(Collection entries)
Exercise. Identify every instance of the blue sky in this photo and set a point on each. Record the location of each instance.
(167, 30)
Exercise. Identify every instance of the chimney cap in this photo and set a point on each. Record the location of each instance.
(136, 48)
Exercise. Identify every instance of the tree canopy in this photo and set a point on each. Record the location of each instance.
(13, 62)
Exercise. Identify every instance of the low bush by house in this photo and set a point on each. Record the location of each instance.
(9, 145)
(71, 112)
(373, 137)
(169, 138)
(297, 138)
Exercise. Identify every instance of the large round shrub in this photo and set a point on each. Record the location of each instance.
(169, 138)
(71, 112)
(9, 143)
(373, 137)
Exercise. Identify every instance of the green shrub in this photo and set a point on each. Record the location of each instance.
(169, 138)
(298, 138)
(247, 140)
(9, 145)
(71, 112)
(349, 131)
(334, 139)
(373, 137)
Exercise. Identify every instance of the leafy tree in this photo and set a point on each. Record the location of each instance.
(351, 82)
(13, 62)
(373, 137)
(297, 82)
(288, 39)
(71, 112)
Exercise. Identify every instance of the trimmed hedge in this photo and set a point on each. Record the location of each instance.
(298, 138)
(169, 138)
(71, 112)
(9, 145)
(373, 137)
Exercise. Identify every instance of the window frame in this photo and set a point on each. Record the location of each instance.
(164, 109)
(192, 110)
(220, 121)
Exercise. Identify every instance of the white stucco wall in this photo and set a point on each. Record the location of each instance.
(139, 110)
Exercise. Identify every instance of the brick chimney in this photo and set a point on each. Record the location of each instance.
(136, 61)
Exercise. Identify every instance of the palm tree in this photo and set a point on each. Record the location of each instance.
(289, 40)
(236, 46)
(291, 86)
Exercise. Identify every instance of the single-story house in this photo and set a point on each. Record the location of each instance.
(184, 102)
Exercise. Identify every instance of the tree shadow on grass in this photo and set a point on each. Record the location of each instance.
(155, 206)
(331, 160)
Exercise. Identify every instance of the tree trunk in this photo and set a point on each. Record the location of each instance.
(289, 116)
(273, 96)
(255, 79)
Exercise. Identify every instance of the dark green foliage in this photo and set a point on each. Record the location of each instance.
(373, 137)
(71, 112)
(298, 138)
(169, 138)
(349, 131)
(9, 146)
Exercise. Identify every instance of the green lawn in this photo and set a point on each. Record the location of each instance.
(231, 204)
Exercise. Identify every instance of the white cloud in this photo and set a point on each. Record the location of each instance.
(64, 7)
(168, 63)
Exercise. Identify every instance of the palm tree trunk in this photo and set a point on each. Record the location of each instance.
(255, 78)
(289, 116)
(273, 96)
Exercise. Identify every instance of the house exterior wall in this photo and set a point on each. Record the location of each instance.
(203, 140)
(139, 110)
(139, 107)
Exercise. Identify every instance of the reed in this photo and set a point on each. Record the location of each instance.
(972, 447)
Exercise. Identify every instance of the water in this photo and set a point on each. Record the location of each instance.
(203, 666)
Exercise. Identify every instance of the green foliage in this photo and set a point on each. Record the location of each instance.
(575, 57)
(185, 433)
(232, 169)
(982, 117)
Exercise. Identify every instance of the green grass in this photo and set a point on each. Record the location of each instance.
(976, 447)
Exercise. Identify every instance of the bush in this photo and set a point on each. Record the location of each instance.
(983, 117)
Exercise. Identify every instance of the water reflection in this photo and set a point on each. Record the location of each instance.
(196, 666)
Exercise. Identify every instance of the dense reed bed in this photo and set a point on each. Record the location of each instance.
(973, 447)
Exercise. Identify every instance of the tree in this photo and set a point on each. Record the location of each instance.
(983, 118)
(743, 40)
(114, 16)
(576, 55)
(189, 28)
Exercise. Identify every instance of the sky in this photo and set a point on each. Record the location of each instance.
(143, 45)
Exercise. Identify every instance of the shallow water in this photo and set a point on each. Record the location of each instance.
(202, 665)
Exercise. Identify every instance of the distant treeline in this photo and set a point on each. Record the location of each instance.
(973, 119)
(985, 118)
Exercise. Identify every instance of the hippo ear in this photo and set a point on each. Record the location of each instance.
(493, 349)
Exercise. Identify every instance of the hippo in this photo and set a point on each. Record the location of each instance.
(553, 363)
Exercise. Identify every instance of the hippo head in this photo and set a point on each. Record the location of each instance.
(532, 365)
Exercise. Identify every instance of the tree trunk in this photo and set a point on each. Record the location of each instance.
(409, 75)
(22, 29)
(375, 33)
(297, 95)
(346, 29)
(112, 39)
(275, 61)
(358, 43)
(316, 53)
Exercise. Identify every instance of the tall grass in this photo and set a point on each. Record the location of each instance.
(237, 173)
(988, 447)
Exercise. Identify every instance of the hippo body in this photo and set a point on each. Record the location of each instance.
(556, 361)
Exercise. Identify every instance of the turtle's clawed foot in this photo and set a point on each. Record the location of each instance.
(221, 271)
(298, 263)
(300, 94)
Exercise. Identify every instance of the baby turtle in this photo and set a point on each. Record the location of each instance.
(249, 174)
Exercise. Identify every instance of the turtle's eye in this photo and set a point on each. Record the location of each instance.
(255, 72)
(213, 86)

SET EXERCISE: Reproduce as a numbered list the lines of the records from the line containing "Exercise. Identify every instance of the turtle's eye" through the end of the records, omitting any blank lines.

WRITTEN RESPONSE:
1. Exercise. Identify every instance of the turtle's eye in this photo and set a point on each. Record the location of each instance.
2. (255, 72)
3. (213, 86)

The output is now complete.